■ **TASK ITEM**
The response has to be every entry, printed word for word.

■ **DATA FOR REVIEW**

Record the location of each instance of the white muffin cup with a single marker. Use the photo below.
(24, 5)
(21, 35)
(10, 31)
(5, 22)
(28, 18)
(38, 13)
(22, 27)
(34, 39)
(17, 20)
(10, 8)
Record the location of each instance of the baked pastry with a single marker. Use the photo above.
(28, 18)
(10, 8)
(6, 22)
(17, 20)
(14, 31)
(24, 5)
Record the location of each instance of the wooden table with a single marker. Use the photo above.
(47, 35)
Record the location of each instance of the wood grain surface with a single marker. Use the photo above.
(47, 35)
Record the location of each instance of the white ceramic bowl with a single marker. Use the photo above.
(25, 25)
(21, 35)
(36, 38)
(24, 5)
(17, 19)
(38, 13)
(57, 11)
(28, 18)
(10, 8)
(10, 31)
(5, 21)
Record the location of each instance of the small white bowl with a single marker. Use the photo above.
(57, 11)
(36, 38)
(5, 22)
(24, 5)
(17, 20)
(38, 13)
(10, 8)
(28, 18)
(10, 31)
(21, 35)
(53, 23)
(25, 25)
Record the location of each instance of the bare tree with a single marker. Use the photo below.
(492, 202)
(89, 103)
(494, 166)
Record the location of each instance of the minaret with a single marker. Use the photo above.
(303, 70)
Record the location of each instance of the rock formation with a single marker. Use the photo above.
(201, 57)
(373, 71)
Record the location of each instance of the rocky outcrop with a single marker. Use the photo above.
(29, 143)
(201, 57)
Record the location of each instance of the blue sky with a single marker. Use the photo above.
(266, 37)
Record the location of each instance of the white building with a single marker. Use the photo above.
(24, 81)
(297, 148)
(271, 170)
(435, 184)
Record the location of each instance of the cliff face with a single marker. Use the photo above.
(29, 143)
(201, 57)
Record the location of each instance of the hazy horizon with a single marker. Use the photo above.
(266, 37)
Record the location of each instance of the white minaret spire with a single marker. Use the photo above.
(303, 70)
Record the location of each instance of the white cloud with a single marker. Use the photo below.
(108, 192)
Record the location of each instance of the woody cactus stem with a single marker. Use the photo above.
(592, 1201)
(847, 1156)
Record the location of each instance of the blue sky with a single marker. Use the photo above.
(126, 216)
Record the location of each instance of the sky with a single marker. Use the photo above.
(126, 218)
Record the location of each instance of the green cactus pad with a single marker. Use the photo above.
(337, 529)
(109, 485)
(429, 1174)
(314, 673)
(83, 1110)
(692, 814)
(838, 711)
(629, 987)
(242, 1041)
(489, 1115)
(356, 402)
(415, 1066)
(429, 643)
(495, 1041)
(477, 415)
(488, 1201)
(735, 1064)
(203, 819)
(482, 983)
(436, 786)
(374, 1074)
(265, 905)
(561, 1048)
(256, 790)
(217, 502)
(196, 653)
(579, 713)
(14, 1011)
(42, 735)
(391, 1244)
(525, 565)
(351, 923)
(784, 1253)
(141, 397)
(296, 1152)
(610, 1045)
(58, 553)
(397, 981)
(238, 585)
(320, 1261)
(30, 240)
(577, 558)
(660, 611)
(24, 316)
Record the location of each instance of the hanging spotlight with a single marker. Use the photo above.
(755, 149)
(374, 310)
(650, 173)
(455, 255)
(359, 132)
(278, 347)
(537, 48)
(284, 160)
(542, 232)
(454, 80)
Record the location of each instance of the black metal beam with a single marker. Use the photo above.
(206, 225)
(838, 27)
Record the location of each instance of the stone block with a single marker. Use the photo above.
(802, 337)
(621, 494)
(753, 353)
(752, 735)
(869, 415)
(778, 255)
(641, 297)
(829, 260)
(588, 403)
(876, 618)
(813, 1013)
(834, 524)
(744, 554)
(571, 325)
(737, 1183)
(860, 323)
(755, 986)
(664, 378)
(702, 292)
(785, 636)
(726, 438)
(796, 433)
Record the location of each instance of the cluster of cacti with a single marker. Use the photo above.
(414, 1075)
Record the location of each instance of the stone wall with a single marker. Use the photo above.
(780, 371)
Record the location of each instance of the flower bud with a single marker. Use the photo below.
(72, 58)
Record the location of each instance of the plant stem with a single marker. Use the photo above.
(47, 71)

■ **RESPONSE BOX**
Record the location of each instance of the white muffin cup with a single marker. Use the photo below.
(24, 5)
(21, 35)
(10, 31)
(5, 22)
(28, 18)
(38, 13)
(22, 27)
(34, 39)
(17, 20)
(10, 8)
Record the location of each instance of the baked pastry with a single marker. Use the photo above.
(28, 18)
(10, 8)
(6, 22)
(17, 20)
(14, 31)
(24, 5)
Record the location of each instance of the wooden table with a single marker. Use the photo above.
(47, 35)
Record the location of each instance of the wood grain surface with a single marker. Use the photo above.
(47, 35)
Record the location of each instance of the white ceramic bowl with a single marker. Use the photo above.
(25, 25)
(21, 35)
(36, 38)
(24, 5)
(17, 19)
(38, 13)
(57, 11)
(28, 18)
(10, 8)
(10, 31)
(5, 21)
Record the location of each instance of the small white bowl with a single marker. Use the photo above.
(57, 11)
(36, 38)
(5, 22)
(24, 5)
(17, 20)
(38, 13)
(10, 8)
(28, 18)
(10, 31)
(21, 35)
(53, 23)
(25, 25)
Record the location of each instance of the bare tree with a single marker. Use the photo below.
(492, 202)
(89, 103)
(494, 166)
Record the location of each instance of the minaret with a single marker. Use the photo above.
(303, 70)
Record the location of each instance of the rock formation with a single marker. Use the photo above.
(201, 57)
(373, 71)
Record the location of each instance of the rocky outcrop with a single marker. Use the photo above.
(29, 143)
(201, 57)
Record the location of each instance of the blue sky with a single marker. Use the photo above.
(266, 37)
Record the location of each instance of the white building with a single marker. Use the photo above.
(24, 81)
(297, 148)
(271, 170)
(435, 184)
Record the location of each instance of the cliff face with a single marker. Use the photo above.
(29, 143)
(201, 57)
Record the location of each instance of the hazy horizon with a single marker. Use the photo above.
(266, 37)
Record the location of each instance of the white minaret spire with a single marker. Use the photo above.
(303, 70)
Record the location of each instance of the white cloud with a single marker. Use the photo below.
(108, 192)
Record the location of each instance of the woody cactus stem with a single marker. Use the photo above.
(592, 1201)
(847, 1156)
Record the location of each instance of the blue sky with a single marker. Use the photo above.
(126, 216)
Record the location of each instance of the sky with a single marker. Use the photo above.
(126, 218)
Record the location of each instance of the green cactus pad with a single marker. Use the photo above.
(337, 529)
(109, 485)
(429, 1174)
(314, 673)
(83, 1110)
(692, 814)
(838, 711)
(629, 987)
(242, 1041)
(489, 1115)
(356, 402)
(415, 1066)
(429, 643)
(495, 1041)
(477, 415)
(488, 1201)
(735, 1064)
(203, 819)
(482, 983)
(436, 786)
(374, 1074)
(265, 905)
(561, 1048)
(256, 790)
(217, 502)
(196, 653)
(579, 713)
(14, 1011)
(42, 735)
(391, 1244)
(525, 565)
(351, 923)
(784, 1253)
(141, 397)
(296, 1152)
(610, 1045)
(58, 553)
(397, 981)
(238, 585)
(320, 1261)
(30, 240)
(577, 558)
(660, 611)
(24, 316)
Record the location of each instance of the hanging spotlight with a single marker. Use the photo above.
(755, 149)
(374, 310)
(650, 173)
(455, 255)
(359, 132)
(278, 347)
(537, 48)
(284, 160)
(542, 232)
(454, 80)
Record the location of each instance of the black metal beam with a single marker. Use the photo above.
(206, 225)
(838, 27)
Record the location of each instance of the stone block with a single marker. Use the photo above.
(802, 337)
(621, 494)
(753, 353)
(752, 735)
(869, 415)
(778, 255)
(641, 297)
(829, 260)
(588, 403)
(876, 618)
(813, 1013)
(834, 524)
(744, 554)
(571, 325)
(737, 1183)
(860, 323)
(755, 986)
(664, 378)
(702, 292)
(785, 636)
(726, 438)
(796, 433)
Record the location of each instance of the cluster of cacti with a single marker. Use the photo above.
(414, 1075)
Record the location of each instance of the stone wall with a single marker. Use the photo above.
(780, 371)
Record the location of each instance of the flower bud with a single marker. Use the photo below.
(72, 58)
Record the location of each instance of the plant stem with a single marker. Use the photo above.
(47, 71)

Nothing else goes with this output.